By Michael Mills
Like Santa Claus, Art Basel comes but once a year – and for only a few days. The rest of the year museums do the heavy lifting for the cultural life of Miami-Dade. Remember that galleries in the Wynwood District and elsewhere often schedule solo and group exhibitions with short notice. Museum schedules also typically fill in over time.
Here are some highlights of the upcoming art season:
Art Basel Miami Beach: Has it really been 15 years since the internationally famous art festival added Miami Beach to its lineup? More than 250 galleries from all over the world, representing more than 4,000 artists, participate in this sensory overload of art, with annual attendance now estimated at more than 70,000.
The main event, which runs Dec. 1-4 this year, is at the Miami Beach Convention Center (1901 Convention Center Drive), but there are also satellite events and shows that overflow into surrounding areas. By-invitation-only activities abound, but the public is welcome from 3 to 8 p.m. on Thursday, Dec. 1; from noon to 8 p.m. on Friday and Saturday, Dec. 2 and 3; and from noon to 6 p.m. on Sunday, Dec. 4. Tickets start at $50 for a one-day pass.
Pérez Art Museum Miami: The big permanent-collection show at the Pérez Museum, or PAMM, is a yearlong extravaganza that started back in June and runs through July 18 next year. Routes of Influence explores several themes – “Shifting Cartographies,” “Perceptive Geometries,” “Ideological Circuits,” “Ornament and Empire,” and “On the Road” – through works by many artists in many media.

=-=-=-=-=

:: ASSIGNED TASK A ::
Locate every line in the listing that contains the string "xmlns", matching case, and copy each of those lines.
The article on Miami's art season and the listing that comes next are unrelated.

:: DATA FOR THIS EXERCISE ::
=-=-=-=-=

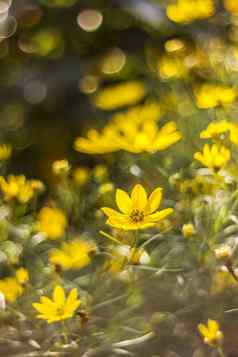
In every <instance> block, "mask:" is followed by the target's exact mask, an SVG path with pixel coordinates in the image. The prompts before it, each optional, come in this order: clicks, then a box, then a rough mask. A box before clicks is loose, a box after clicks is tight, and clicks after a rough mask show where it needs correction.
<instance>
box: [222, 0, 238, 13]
mask: <svg viewBox="0 0 238 357" xmlns="http://www.w3.org/2000/svg"><path fill="white" fill-rule="evenodd" d="M223 1H224V6H225V9H226V10H227V11H229V12H231V13H234V14H237V13H238V2H237V1H236V0H223Z"/></svg>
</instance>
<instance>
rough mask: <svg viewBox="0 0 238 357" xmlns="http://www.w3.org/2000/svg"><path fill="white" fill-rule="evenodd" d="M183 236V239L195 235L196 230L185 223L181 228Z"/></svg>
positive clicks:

=-=-=-=-=

:: ASSIGNED TASK B ::
Proceed with the article on Miami's art season, picking up after its final sentence.

:: WRITTEN ANSWER A ::
mask: <svg viewBox="0 0 238 357" xmlns="http://www.w3.org/2000/svg"><path fill="white" fill-rule="evenodd" d="M223 1H224V6H225V9H226V10H227V11H229V12H231V13H234V14H237V13H238V2H237V1H236V0H223Z"/></svg>
rough mask: <svg viewBox="0 0 238 357" xmlns="http://www.w3.org/2000/svg"><path fill="white" fill-rule="evenodd" d="M183 236V239L195 235L196 230L185 223L181 228Z"/></svg>

:: WRITTEN ANSWER B ::
The beginning of the season is dominated by three female artists. A Universe of Fragile Mirrors (through Nov. 13) features films and videos by the Puerto Rican artist Beatriz Santiago Muñoz. S-281913 (through April 30) is an ambitious project by American artist Sarah Oppenheimer, commissioned by PAMM and incorporating the museum’s distinctive Herzog & de Meuron architecture as an element. And the Florida-born, London-based Susan Hiller’s Lost and Found (through June 4) is a video collage exploring multiple cultures and languages. New York colorist painter and conceptual artist David Reed is also the subject of a solo show that runs from Nov. 29 through June 25.
PAMM is at 1103 Biscayne Blvd.; 305-375-3000. Hours are Mon. and Tues., 10 a.m.-6 p.m.; Thurs., 10 a.m.-9 p.m.; Fri.-Sun., 10 a.m.-6 p.m.; closed Wednesdays. Admission is $16/ages 18+; $12/students, seniors, and ages 7-18. Free for members, ages 6 and under, and active military. Free every second Saturday and first Thursday, 10 a.m.-9 p.m.
Frost Art Museum: The human body and its adornments are the focus of two provocative shows at the Frost, one of Florida International University’s art venues. Narciso Rodriguez: An Exercise in Minimalism (Oct. 16 through Jan. 8) marks the first museum show for the Cuban-American fashion designer, who will provide 50 designs from his couture lines. Rodriguez is a Calvin Klein veteran known for the wedding dress Carolyn Bessette wore when she married John Kennedy Jr., as well as the red-and-black dress Michelle Obama wore on Nov. 4, 2008, when her husband was elected president.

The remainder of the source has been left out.